- AIM -
Rewrite the material below, changing every "Quickstart" to "Usage" and keeping everything else the same.

------ RECORDS TO USE ------

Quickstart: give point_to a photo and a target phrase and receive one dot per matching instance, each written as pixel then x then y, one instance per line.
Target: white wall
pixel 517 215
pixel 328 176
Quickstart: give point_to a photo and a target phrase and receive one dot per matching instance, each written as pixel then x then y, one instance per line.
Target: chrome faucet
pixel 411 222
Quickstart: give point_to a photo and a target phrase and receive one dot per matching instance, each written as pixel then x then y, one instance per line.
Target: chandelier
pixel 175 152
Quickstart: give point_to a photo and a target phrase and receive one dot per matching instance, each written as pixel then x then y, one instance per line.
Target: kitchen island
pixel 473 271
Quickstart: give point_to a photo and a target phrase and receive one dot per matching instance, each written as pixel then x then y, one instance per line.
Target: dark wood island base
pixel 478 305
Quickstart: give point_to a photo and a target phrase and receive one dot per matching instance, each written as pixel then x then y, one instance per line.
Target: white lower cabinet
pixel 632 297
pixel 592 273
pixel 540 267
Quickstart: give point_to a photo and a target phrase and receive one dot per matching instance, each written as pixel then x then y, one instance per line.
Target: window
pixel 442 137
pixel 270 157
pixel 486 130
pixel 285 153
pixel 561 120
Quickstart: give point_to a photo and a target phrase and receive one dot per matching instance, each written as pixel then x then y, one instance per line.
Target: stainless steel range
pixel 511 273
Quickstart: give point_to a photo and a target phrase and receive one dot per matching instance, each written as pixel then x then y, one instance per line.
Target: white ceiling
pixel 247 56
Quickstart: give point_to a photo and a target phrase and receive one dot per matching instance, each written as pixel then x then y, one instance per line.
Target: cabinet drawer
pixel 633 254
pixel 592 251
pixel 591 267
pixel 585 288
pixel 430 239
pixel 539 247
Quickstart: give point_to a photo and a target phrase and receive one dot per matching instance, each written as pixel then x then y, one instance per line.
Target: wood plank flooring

------

- FINISHED EXERCISE -
Usage: give point_to a photo and a target phrase and receive one dot per matching instance, each written as pixel then x then y, one instance per line.
Target: white wall
pixel 517 215
pixel 328 176
Usage: give point_to a photo and a target phrase and receive one dot per matching instance, each written as pixel then x then y, one instance per line.
Target: chrome faucet
pixel 411 222
Usage: give point_to a photo and a target phrase and receive one dot per matching instance, each written as pixel then x then y, one instance per line.
Target: chandelier
pixel 175 152
Usage: give point_to a photo and a target phrase and receive one dot per matching instance, each written as pixel then x then y, one instance per line.
Target: kitchen island
pixel 473 271
Usage: give point_to a photo and a target phrase and receive one dot per matching instance, each written as pixel then x then y, one instance per line.
Target: dark wood island base
pixel 478 305
Usage: give point_to a photo and a target phrase and receive one dot per matching instance, each written as pixel then x then y, one instance per line.
Target: white lower cabinet
pixel 632 297
pixel 592 273
pixel 540 267
Usage: give point_to a photo and a target phrase and receive one dot per matching instance, each written as pixel then x then y, one instance per line.
Target: window
pixel 442 137
pixel 270 157
pixel 486 130
pixel 285 153
pixel 561 120
Usage: give point_to a photo and a target phrase and receive one dot per matching instance, each written as pixel then x then y, one instance per line.
Target: stainless steel range
pixel 511 273
Usage: give point_to a photo and a target phrase and receive one dot per matching instance, each written as pixel then x then y, one instance per line.
Target: white ceiling
pixel 247 56
Usage: give point_to a photo and a target phrase and receive one dot per matching instance, each written as pixel then x then y, one instance per line.
Target: cabinet drawer
pixel 633 254
pixel 592 251
pixel 591 267
pixel 585 288
pixel 430 239
pixel 539 247
Usage: give point_to a photo and a target phrase and receive one dot per matching instance, each written as pixel then x then y, one instance per line.
Target: wood plank flooring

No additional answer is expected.